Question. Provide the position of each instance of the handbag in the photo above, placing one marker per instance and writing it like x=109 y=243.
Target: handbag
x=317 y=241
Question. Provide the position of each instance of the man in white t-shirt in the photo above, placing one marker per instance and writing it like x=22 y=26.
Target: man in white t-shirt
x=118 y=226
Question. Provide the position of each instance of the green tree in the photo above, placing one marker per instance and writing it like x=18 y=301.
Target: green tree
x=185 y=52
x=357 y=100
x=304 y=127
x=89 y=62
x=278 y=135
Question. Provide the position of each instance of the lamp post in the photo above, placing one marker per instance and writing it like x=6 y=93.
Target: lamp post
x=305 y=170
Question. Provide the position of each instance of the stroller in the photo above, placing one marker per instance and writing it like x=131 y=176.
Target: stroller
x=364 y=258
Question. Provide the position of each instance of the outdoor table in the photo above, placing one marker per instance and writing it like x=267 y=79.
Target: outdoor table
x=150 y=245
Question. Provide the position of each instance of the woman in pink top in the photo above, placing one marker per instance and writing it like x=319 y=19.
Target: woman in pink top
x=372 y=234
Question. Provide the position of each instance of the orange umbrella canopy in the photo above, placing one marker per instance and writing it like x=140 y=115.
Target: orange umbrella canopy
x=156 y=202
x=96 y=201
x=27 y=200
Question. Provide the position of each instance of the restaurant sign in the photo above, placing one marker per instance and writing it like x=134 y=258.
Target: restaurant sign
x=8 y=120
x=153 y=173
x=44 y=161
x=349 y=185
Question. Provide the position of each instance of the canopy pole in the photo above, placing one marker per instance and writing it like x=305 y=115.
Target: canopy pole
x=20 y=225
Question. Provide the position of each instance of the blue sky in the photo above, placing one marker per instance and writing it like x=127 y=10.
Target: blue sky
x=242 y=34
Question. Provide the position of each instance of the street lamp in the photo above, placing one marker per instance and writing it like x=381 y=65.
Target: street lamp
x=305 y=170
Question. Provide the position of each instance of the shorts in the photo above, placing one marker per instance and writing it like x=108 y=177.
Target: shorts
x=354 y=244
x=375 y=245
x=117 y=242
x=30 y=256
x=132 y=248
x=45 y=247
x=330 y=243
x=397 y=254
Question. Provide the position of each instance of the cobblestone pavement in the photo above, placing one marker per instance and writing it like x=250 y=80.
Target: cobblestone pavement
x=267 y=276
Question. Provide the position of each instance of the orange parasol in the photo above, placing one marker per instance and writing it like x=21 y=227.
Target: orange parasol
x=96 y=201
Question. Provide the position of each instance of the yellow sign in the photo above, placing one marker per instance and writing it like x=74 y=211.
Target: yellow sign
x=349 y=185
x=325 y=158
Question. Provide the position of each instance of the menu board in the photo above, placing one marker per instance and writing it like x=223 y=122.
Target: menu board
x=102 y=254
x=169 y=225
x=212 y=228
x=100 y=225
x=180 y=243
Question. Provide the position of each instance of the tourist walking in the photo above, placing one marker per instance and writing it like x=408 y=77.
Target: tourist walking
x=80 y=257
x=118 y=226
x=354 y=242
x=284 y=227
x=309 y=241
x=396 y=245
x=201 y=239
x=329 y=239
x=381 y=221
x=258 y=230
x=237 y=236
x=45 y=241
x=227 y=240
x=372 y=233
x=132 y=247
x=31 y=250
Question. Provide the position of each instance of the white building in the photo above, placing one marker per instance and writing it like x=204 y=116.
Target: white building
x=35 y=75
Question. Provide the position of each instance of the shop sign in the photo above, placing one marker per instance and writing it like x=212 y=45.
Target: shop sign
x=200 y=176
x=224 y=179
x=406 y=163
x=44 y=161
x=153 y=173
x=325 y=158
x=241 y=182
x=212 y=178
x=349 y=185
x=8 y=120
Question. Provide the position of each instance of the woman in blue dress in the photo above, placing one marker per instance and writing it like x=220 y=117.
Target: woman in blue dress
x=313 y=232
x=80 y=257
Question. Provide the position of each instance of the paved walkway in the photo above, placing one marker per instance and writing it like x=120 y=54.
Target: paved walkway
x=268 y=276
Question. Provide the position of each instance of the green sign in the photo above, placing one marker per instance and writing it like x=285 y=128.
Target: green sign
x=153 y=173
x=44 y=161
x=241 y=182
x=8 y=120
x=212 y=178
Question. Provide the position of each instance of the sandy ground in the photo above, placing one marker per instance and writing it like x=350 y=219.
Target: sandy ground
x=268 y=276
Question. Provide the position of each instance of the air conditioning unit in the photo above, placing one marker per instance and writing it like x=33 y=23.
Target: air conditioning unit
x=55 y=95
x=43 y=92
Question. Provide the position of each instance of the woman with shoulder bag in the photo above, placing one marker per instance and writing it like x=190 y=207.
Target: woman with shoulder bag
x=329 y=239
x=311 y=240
──────────────────────────────
> [Task description]:
Please reproduce exactly the lines above, beginning with the first and ending with the line that contains "like x=18 y=301.", and include nothing outside that range.

> [Exercise answer]:
Question. Provide the position of each instance of the handbag in the photo above, placing one marker per instance and writing it like x=109 y=243.
Target: handbag
x=317 y=241
Question. Provide the position of each instance of the man in white t-shirt in the photo above, placing one marker per instance and writing it like x=22 y=26.
Target: man in white t-shirt
x=118 y=226
Question. Provide the position of each instance of the green tree in the photo above, placing one marker per instance and writing it like x=18 y=301.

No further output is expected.